_WORK ORDER:_
Each line from the beginning of the data below through the line containing "target: **small plant**" should be repeated exactly, please.

_____

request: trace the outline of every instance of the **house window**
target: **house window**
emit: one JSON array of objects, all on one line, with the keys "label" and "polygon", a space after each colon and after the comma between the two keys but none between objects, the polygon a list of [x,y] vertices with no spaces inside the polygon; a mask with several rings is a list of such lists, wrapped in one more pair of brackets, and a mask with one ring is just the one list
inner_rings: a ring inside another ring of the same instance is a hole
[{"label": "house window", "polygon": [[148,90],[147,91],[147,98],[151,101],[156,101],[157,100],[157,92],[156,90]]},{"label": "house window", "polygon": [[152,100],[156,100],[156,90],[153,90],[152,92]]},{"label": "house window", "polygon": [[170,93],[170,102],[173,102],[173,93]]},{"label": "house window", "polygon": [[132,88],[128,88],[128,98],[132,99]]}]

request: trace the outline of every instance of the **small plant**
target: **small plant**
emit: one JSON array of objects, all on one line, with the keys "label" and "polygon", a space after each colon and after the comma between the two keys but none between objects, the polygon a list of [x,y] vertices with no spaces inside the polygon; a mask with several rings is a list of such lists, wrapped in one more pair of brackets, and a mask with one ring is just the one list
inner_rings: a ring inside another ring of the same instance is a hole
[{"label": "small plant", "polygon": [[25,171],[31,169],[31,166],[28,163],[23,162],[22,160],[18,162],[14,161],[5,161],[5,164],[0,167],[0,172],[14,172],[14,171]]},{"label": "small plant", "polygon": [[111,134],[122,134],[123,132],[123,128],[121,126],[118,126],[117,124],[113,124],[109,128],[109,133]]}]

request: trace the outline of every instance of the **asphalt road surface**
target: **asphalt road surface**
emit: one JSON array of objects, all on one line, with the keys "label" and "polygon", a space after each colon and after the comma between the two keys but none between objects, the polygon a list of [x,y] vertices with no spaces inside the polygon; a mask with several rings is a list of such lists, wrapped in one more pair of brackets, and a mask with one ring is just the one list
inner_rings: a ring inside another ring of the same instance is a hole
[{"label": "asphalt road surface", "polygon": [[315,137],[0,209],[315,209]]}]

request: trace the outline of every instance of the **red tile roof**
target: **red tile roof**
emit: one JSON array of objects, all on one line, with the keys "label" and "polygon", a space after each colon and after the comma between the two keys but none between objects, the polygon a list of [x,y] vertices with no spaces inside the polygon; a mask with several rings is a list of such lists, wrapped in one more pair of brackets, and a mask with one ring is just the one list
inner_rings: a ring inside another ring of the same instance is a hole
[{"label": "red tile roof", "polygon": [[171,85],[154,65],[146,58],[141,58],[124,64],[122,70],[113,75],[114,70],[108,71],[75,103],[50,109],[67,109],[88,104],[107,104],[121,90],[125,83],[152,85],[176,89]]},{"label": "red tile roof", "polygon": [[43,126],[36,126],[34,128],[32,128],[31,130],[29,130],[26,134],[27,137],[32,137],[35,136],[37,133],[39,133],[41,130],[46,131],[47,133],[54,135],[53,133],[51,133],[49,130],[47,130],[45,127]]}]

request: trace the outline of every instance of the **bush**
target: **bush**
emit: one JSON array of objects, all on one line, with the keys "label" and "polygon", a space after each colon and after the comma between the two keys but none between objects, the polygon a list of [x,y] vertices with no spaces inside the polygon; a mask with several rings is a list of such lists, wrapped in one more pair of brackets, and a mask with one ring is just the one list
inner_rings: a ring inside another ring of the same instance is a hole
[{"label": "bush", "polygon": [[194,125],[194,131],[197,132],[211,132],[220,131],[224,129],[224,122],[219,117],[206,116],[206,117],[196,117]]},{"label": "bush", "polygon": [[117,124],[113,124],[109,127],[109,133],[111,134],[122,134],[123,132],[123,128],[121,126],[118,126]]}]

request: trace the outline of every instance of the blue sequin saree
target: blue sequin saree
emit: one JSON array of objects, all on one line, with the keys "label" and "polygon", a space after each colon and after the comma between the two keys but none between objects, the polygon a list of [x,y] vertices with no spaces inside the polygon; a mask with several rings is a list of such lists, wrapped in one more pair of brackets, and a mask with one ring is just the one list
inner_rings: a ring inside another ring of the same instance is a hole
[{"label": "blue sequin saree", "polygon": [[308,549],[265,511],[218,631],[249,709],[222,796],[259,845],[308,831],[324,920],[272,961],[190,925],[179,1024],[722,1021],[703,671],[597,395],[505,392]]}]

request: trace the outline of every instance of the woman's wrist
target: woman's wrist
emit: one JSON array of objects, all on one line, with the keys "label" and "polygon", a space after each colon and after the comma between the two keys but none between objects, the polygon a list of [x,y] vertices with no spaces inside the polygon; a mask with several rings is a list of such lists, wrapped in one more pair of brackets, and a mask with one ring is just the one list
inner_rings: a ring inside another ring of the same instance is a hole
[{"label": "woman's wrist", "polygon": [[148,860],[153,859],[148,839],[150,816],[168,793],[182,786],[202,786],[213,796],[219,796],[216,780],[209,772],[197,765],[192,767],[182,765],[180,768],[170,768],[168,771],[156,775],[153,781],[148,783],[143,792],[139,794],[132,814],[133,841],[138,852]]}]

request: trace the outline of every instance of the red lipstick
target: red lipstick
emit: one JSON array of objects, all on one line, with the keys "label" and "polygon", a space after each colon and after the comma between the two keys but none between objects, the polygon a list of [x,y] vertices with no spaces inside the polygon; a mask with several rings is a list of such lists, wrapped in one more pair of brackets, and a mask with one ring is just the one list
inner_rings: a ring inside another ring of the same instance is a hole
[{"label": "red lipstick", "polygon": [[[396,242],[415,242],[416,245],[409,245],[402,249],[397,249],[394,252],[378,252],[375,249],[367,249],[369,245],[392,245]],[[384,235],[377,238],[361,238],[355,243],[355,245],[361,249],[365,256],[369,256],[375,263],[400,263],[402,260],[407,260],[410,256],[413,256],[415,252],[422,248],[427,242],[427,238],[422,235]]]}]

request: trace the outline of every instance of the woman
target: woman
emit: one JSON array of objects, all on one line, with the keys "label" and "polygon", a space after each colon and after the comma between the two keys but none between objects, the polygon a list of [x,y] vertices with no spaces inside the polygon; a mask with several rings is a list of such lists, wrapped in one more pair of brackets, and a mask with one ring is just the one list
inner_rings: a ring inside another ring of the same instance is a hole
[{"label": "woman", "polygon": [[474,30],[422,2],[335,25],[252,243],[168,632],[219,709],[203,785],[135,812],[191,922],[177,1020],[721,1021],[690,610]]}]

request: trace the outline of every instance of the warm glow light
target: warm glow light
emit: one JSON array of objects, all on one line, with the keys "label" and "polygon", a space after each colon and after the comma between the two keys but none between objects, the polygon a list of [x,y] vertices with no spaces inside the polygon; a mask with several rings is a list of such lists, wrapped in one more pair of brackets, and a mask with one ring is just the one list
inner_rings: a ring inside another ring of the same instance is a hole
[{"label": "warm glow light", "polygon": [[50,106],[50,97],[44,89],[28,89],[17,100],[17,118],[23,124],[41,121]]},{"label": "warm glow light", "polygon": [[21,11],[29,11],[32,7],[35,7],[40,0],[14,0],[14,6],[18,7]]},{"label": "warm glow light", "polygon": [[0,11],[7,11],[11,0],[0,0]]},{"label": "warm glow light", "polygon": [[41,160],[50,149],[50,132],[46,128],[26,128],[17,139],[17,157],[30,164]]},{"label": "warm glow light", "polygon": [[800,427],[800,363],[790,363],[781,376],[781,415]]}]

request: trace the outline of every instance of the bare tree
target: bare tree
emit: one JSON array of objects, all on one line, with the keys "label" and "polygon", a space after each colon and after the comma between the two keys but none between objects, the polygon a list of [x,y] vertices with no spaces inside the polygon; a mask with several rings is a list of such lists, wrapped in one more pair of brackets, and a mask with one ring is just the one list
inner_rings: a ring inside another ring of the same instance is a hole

_____

_EXERCISE SOLUTION:_
request: trace the outline of every instance of the **house window**
target: **house window**
emit: one JSON array of objects, all on one line, with the keys "label" and "polygon", a space after each colon and after the comma between the two keys but none between objects, the polygon a list of [x,y] vertices with no spaces inside the polygon; a mask with several rings is a list of such lists, wrapped in one more pair of brackets, and a mask with one ring is just the one list
inner_rings: a ring inside another ring of the same instance is a hole
[{"label": "house window", "polygon": [[148,90],[147,91],[147,98],[151,101],[156,101],[157,100],[157,92],[156,90]]},{"label": "house window", "polygon": [[152,100],[156,100],[156,90],[153,90],[152,92]]},{"label": "house window", "polygon": [[170,93],[170,102],[173,102],[173,93]]},{"label": "house window", "polygon": [[132,88],[128,88],[128,98],[132,99]]}]

request: trace the outline of every instance of the **small plant**
target: **small plant**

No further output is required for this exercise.